- [データセットのエントリ]:

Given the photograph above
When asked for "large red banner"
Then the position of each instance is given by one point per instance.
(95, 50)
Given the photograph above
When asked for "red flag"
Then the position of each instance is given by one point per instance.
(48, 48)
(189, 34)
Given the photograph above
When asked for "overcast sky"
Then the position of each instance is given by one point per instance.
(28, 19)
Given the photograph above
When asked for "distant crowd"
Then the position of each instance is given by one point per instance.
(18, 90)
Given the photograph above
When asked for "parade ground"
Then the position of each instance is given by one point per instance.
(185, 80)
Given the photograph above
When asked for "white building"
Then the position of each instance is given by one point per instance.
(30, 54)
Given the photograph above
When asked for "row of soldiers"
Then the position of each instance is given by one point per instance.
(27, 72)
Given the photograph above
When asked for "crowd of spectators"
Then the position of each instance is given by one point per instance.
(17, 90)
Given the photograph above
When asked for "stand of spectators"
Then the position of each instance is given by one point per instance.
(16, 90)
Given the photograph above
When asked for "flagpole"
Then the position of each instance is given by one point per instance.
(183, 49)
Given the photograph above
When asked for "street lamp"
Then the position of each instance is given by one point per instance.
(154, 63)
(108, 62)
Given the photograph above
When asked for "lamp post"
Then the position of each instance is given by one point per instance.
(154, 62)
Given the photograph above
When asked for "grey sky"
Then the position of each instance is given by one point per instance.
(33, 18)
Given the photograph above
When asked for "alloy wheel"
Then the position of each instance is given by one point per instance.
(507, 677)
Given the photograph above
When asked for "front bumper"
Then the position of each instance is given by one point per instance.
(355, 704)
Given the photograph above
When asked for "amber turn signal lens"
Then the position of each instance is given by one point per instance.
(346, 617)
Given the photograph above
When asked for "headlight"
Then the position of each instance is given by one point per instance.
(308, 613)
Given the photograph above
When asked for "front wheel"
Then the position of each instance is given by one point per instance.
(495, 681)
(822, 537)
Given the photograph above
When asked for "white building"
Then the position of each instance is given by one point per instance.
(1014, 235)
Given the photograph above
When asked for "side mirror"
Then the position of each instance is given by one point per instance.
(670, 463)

- [課題]: 上のエントリで、文字列「front」を含む行は何行ありますか。その数だけを答えてください。

- [正解]: 2